Using the same block/plate restoration technique, we can depict Eocene-aged structures and the Eocene position of the Caribbean Plate relative to South America, to better understand the driving forces of Eocene sedimentation patterns and deformation. Figure 6 thus shows the Caribbean Plate driving an Eocene foredeep basin in the northern Maracaibo area -- much like today's Persian Gulf -- which caused an important early hydrocarbon maturation event in western Venezuela and Colombia's Cesar Basin.

Figure 6 also shows depositional systems with important reservoir facies belts at the Middle to Late Eocene boundary, as well as the existence, continuity and origin of an Eocene "Maracaibo Tar Belt" in western Venezuela (also recognized in Middle to Late Eocene field sections). The concept of this "textbook" foredeep basin for the Eocene of Maracaibo Basin had remained darkly veiled for decades by today's grossly different geography.

 

Building Quantitative Plate Kinematic Frameworks for Regional Exploration Assessments

Figure Captions

Figure 7. a. Cartoon section showing how passive margin sediments (deltas, turbidites, carbonate banks) can prograde far beyond the original position of the continental edge. 7b and 7c show a simple method of estimating and restoring crustal extension during rifting and passive margin formation. The cross-sectional area of the stretched crust (hatch-pattern) must equal that of the unstretched crust after sediment, water and mantle have been removed from the cross section.

Figure 8. Pre-Aptian Equatorial Atlantic reconstruction in which the restored pre-rift limits of continental crust (i.e., methodology of Figure 7) are juxtaposed. Note resulting simple geometry for Aptian rifting. Inset: Bullard (1965) reconstruction of the two continents, which realigned the 2,000 m isobaths of today's passive margins (not shown), showing the pre-rift limits of continental crust for each, as well as the large region of continental underfit in the absence of the sedimentary sections.

Figure 9. Successive pre-Aptian reconstructions of Gondwana and North America, using the Equatorial Atlantic fit of Figure 8. This analysis provides a quantitative framework in which to build more locally detailed models of the evolution of the Gulf of Mexico and surrounding areas. Note pre-Andean/pre-rift restoration of the northern Andes on the Triassic position of South America: This defines how much of Mexico is definitely allochthonous versus how much is potentially -- but not necessarily -- autochthonous.

• EXCERPTED RECORDS:
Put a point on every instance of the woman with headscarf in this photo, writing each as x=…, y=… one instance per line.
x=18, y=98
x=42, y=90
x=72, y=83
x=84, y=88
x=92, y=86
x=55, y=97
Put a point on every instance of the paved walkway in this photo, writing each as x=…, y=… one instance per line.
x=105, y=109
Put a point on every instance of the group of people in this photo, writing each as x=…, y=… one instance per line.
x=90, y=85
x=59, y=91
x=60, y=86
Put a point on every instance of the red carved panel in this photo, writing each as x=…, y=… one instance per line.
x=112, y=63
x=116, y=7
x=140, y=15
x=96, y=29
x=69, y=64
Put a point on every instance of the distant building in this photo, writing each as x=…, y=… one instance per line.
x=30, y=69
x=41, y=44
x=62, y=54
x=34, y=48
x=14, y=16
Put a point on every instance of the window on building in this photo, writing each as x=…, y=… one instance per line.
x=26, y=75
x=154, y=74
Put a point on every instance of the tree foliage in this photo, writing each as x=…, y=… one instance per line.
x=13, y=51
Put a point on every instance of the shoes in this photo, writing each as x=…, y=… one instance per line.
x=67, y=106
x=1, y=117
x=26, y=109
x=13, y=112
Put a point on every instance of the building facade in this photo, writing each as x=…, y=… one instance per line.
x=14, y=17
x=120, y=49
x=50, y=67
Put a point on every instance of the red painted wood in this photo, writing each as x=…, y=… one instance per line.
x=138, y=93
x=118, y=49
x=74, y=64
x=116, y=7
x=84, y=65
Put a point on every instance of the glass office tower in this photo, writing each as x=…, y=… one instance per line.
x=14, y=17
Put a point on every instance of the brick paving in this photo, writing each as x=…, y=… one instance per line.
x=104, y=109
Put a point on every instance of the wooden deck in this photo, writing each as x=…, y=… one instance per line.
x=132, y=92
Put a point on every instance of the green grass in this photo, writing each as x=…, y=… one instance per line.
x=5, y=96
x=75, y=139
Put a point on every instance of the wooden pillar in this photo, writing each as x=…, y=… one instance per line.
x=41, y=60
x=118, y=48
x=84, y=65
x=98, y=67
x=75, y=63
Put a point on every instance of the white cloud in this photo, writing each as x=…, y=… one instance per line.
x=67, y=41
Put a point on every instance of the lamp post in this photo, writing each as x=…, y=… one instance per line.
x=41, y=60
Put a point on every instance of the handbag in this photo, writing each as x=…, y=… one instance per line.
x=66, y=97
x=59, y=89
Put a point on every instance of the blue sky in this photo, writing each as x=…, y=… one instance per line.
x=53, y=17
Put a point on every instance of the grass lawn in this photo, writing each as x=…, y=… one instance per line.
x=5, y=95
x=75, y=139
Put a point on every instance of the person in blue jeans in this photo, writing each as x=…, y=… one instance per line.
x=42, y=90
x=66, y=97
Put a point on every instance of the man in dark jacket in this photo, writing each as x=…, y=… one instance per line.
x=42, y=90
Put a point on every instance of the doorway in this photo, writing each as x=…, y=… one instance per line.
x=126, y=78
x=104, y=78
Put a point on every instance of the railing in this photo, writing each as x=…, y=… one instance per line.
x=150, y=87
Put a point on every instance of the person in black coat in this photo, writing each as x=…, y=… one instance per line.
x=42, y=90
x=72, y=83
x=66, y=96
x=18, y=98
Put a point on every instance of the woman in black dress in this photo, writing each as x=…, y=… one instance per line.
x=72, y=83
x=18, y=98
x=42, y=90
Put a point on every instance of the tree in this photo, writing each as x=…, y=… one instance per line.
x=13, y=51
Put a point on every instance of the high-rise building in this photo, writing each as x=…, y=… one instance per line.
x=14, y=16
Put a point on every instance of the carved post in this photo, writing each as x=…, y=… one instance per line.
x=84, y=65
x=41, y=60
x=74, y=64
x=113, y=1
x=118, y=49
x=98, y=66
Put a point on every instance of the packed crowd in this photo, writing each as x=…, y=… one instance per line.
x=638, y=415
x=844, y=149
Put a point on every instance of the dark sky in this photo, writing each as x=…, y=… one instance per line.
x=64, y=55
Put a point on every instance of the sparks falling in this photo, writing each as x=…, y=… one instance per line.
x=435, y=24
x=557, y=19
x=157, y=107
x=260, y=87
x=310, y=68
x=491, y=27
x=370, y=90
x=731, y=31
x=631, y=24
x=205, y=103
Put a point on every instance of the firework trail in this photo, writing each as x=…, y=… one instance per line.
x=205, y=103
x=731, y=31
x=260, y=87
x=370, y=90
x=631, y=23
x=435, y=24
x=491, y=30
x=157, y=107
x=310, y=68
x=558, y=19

• TASKS:
1. In the plate reconstruction text, which present-day body of water is the Eocene foredeep basin in the northern Maracaibo area compared to?
2. Write the next part of the plate reconstruction text, picking up after its final sentence.

• ANSWERS PROVIDED:
1. Today's Persian Gulf.

2.
 

Northern Africa and Northern South America

Plate kinematics are used to reconstruct Africa and South America, and to progressively close the Atlantic Ocean during Mesozoic times, in order to set the stage for tracing the evolution of the Gulf of Mexico and the Florida/Bahamas region. We show the importance of removing post-rift sedimentary sections and restoring crustal extension when approximating the pre-rift shapes of continental blocks and margins.

 

Pre-Aptian Reconstruction

First we show how this can be done in a simple way, and then we apply the method to a rifted margin pair -- the equatorial margins of Africa and South America -- to derive a pre-Aptian reconstruction of the northern parts of those two continents.

Prior to the equatorial Atlantic break-up during the Aptian, the northern parts of these two continents were essentially a single block. We can use the Euler rotation poles defined by marine magnetic anomalies and fracture zones in the central North Atlantic to rotate the reconstructed shape of Africa/South America back toward North America.

This process, when combined with the pre-Andean palinspastic reconstruction of the northern Andes described above, provides a quantitative kinematic framework in which to base models for the Mesozoic evolution of the Gulf of Mexico, Mexico and nuclear Central America, the Florida/Bahamas region, the Proto-Caribbean Seaway and northern South America.

Continental rifting reflects divergence of relatively stable portions of crust. This is accommodated by crustal extension at shallow levels (typically less than 15 kilometers), by normal faulting and at depth by ductile stretching of the lower crust and upper mantle. The end result is lithospheric thinning at the rift; we usually see overall tectonic subsidence of the surface, elevation of the asthenosphere, increased heat flow and, sometimes, volcanism.

At the surface, fault-bounded grabens initially fill with red beds, if subaerial, as rifting proceeds. These are then overlapped by "thermal sag" sedimentary sections driven largely by cooling of the asthenosphere, plus the loading effect of the sediments themselves. Where extension is sufficiently large, oceanic crust is created and the two portions of continental crust drift apart. Where rifting does not reach this stage, we are left with intra-continental basins.

Sediment thickness at the rifted margins that flank ocean basins can exceed 16 kilometers. If sediment supply is sufficient -- for instance, near deltas or adjacent to high-relief topography in wet climates -- the position of passive margin features such as the shelf-slope break can change significantly with time, growing out from the coast and well beyond the original limits of the continental crust (Figure 7a). Although used for Bullard's famous reconstruction of the Atlantic margins (1965), this is why it is not satisfactory in quantitative kinematic analysis to merely realign a given bathymetric contour along opposed pairs of passive margins.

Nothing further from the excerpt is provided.